(Records contained in a dataset)
-------------------------
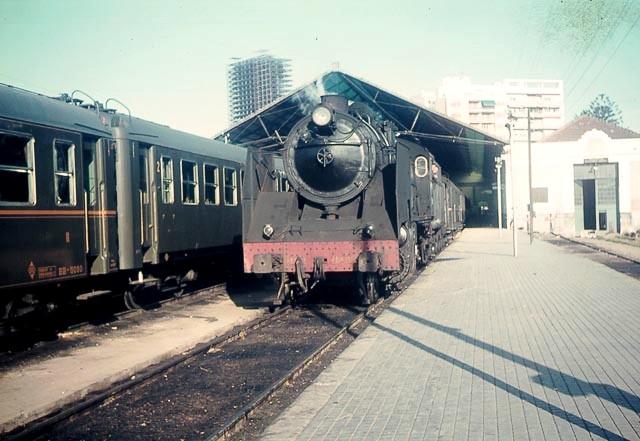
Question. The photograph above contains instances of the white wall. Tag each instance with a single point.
(552, 167)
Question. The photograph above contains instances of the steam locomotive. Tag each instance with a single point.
(364, 206)
(96, 202)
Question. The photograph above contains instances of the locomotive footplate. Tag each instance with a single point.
(277, 257)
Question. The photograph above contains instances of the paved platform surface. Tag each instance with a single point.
(42, 385)
(545, 346)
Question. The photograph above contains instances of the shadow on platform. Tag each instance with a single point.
(547, 377)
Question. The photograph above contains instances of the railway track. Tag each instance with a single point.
(218, 389)
(598, 254)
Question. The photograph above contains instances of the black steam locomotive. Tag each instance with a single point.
(363, 206)
(93, 202)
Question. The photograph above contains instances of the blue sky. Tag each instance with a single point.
(167, 60)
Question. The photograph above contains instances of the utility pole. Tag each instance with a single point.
(499, 179)
(530, 177)
(513, 188)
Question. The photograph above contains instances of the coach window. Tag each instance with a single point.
(17, 177)
(89, 161)
(189, 182)
(211, 185)
(421, 166)
(230, 187)
(166, 172)
(64, 172)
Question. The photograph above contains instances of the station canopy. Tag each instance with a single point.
(465, 153)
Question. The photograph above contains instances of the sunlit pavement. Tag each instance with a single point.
(545, 346)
-------------------------
Write out all the entries word for word, but skip any images.

**EXERCISE RESPONSE:**
Question. The photograph above contains instances of the white wall. Tag each instance with a single point.
(552, 167)
Question. The photograph above contains instances of the steam locomotive. Tag each instance with a single point.
(364, 206)
(96, 202)
Question. The photograph above contains instances of the locomotive footplate. Tag each instance with a single point.
(277, 257)
Question. The photograph above contains instances of the paved platform surface. Tag each instance with a single point.
(42, 385)
(545, 346)
Question. The photograph above contains instances of the shadow on platform. Tag each instance with a single point.
(547, 377)
Question. The photograph above contains instances of the railway track. Tag each instance with a single point.
(218, 389)
(598, 254)
Question. The photograph above contains instances of the black steam locomotive. Tag each instance with a single point.
(363, 206)
(93, 202)
Question. The photograph above contains instances of the blue sky. Tag each instance with a single point.
(167, 60)
Question. The photograph above contains instances of the utility pole. Tag each instance with a single point.
(499, 179)
(530, 177)
(513, 188)
Question. The photograph above contains instances of the coach window. Tag each instance with a single point.
(17, 177)
(89, 161)
(189, 182)
(211, 185)
(421, 166)
(230, 187)
(166, 172)
(64, 172)
Question. The photograph above contains instances of the station canopy. Tag each instance with a single point.
(465, 153)
Question. The photograph above contains instances of the sunlit pavement. Tag each instance with a single point.
(545, 346)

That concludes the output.